» WHAT THE TASK REQUIRES:
The entries below must be restated word for word.

Saved entries
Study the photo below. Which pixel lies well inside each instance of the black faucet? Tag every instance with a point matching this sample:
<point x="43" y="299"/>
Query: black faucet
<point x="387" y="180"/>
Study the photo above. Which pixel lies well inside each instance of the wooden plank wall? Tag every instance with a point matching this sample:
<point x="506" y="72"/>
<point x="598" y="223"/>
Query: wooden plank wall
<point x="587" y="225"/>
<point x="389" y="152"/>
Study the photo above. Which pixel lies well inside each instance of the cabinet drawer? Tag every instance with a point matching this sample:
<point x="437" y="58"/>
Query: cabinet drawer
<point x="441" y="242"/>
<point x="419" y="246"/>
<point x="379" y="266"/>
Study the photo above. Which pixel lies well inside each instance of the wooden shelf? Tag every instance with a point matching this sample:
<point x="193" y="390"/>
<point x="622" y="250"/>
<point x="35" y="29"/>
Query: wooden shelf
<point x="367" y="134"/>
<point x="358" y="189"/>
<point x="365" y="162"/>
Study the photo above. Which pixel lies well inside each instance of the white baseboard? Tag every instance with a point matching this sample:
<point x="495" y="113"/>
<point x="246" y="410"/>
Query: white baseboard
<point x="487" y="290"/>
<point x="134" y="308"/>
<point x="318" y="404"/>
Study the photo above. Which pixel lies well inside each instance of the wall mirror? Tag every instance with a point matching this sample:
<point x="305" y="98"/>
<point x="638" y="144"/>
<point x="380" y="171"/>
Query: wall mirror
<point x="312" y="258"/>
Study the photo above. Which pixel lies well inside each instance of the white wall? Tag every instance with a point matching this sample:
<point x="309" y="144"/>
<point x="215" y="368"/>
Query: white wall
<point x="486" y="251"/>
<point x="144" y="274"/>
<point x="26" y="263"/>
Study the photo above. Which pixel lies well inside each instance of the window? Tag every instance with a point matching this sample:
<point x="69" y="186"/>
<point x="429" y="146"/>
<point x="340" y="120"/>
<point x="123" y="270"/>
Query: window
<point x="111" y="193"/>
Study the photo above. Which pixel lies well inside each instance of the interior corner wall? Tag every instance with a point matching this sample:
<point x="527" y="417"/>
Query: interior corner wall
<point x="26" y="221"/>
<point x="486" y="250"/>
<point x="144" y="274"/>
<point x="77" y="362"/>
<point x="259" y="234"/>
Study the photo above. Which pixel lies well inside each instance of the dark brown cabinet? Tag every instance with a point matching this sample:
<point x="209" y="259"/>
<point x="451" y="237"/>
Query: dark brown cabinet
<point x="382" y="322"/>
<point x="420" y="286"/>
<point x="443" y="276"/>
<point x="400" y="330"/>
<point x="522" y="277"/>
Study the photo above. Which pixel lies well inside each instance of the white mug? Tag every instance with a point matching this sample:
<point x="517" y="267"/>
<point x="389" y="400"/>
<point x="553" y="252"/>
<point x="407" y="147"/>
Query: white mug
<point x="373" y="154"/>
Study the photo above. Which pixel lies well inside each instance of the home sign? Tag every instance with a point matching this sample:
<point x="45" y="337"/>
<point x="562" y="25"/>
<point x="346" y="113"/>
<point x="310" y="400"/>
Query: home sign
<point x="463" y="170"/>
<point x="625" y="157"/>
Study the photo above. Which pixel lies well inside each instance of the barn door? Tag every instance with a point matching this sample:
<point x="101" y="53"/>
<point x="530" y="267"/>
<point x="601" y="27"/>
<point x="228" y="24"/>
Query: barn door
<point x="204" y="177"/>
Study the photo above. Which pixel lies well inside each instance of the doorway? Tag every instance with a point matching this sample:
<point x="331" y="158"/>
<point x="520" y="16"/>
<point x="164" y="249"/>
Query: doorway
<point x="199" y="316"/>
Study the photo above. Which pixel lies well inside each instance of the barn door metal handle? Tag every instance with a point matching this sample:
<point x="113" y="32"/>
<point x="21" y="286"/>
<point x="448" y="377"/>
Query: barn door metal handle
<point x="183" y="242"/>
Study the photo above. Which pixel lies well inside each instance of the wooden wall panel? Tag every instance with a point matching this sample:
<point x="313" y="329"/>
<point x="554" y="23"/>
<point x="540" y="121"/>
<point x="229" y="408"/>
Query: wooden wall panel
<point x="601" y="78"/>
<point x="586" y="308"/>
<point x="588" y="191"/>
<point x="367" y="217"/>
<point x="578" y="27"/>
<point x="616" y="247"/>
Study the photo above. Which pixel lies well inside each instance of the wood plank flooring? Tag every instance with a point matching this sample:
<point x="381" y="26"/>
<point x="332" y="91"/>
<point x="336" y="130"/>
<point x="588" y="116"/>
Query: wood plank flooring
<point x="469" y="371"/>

» RESPONSE AREA:
Study the photo below. Which pixel lies well inside each instance of the black faucet? Tag every instance with a point matching this sample:
<point x="43" y="299"/>
Query: black faucet
<point x="387" y="180"/>
Study the photo above. Which pixel lies well inside each instance of the wooden plank wall? Tag every instance with a point matching this sample:
<point x="506" y="72"/>
<point x="598" y="223"/>
Query: wooden plank wall
<point x="587" y="225"/>
<point x="389" y="152"/>
Study the photo above. Which pixel lies well inside each instance of the cabinet drawer? Tag every instance with a point matching this sample:
<point x="437" y="58"/>
Query: cabinet drawer
<point x="441" y="242"/>
<point x="419" y="246"/>
<point x="379" y="266"/>
Study the photo above. Which pixel lies well inside each instance of the wooden shelf? Tag every instance with a point matching this sample:
<point x="193" y="390"/>
<point x="622" y="250"/>
<point x="35" y="29"/>
Query: wooden shelf
<point x="367" y="134"/>
<point x="358" y="189"/>
<point x="365" y="162"/>
Study the photo above. Which pixel lies well inside each instance of the white baseboard? Tag every instance with a point matching this sample:
<point x="495" y="113"/>
<point x="246" y="410"/>
Query: white baseboard
<point x="487" y="290"/>
<point x="134" y="308"/>
<point x="318" y="404"/>
Study the photo above. Which pixel lies well inside each instance of the wall mirror? Tag every instance with a point matching this sample:
<point x="305" y="98"/>
<point x="638" y="144"/>
<point x="380" y="171"/>
Query: wall mirror
<point x="312" y="258"/>
Study the photo above. Which pixel lies well inside each instance of the white wall? Tag every instance with a point matching this sample:
<point x="309" y="144"/>
<point x="215" y="368"/>
Query: white wall
<point x="486" y="251"/>
<point x="144" y="274"/>
<point x="26" y="263"/>
Study the photo above. Which pixel lies well inside each instance of the window? Tag every instance with a point matching this sample:
<point x="69" y="186"/>
<point x="429" y="146"/>
<point x="340" y="120"/>
<point x="123" y="270"/>
Query: window
<point x="111" y="193"/>
Study the photo above. Which pixel lies well inside each instance of the interior corner wall? Tag every instance with a point matching this sample:
<point x="527" y="417"/>
Query: interior corner wall
<point x="26" y="221"/>
<point x="486" y="250"/>
<point x="144" y="274"/>
<point x="77" y="362"/>
<point x="259" y="234"/>
Study the photo above. Which pixel lies well inside each instance of the dark brown cabinet? Tag every instance with a point matching this sample:
<point x="209" y="259"/>
<point x="451" y="237"/>
Query: dark brown cabinet
<point x="382" y="322"/>
<point x="420" y="286"/>
<point x="443" y="276"/>
<point x="400" y="330"/>
<point x="522" y="277"/>
Study the photo above. Which pixel lies well inside each instance of the white mug? Tag every instance with a point matching this sample:
<point x="517" y="267"/>
<point x="389" y="400"/>
<point x="553" y="252"/>
<point x="407" y="147"/>
Query: white mug
<point x="373" y="154"/>
Study the photo above. Which pixel lies well inside each instance of the home sign? Tag every instance with a point matching this sample:
<point x="45" y="337"/>
<point x="562" y="25"/>
<point x="346" y="113"/>
<point x="310" y="400"/>
Query: home sign
<point x="463" y="170"/>
<point x="625" y="157"/>
Study the photo above. Which pixel lies well inside each instance of the barn door? Tag every instance with a point matching this sample:
<point x="101" y="53"/>
<point x="530" y="267"/>
<point x="601" y="27"/>
<point x="228" y="24"/>
Query: barn door
<point x="204" y="177"/>
Study the photo above. Which pixel lies well inside each instance of the doorway? Tag every instance with a point matching this sample:
<point x="331" y="158"/>
<point x="520" y="16"/>
<point x="164" y="249"/>
Query: doorway
<point x="199" y="316"/>
Study the photo above. Which pixel lies well inside each instance of the barn door metal handle? Tag every instance with a point matching this sample:
<point x="113" y="32"/>
<point x="21" y="286"/>
<point x="448" y="377"/>
Query: barn door metal handle
<point x="183" y="242"/>
Study the photo above. Which pixel lies well inside each instance of the wooden wall panel? Tag every instance with a point matching this sample:
<point x="313" y="329"/>
<point x="554" y="23"/>
<point x="540" y="121"/>
<point x="229" y="408"/>
Query: wooden wall panel
<point x="601" y="78"/>
<point x="586" y="308"/>
<point x="588" y="191"/>
<point x="367" y="217"/>
<point x="578" y="27"/>
<point x="616" y="247"/>
Study the photo above. Which pixel lies well inside each instance of the wood plank flooring? Tag every instance with a point matching this sample:
<point x="381" y="26"/>
<point x="332" y="91"/>
<point x="336" y="130"/>
<point x="588" y="116"/>
Query: wood plank flooring
<point x="469" y="371"/>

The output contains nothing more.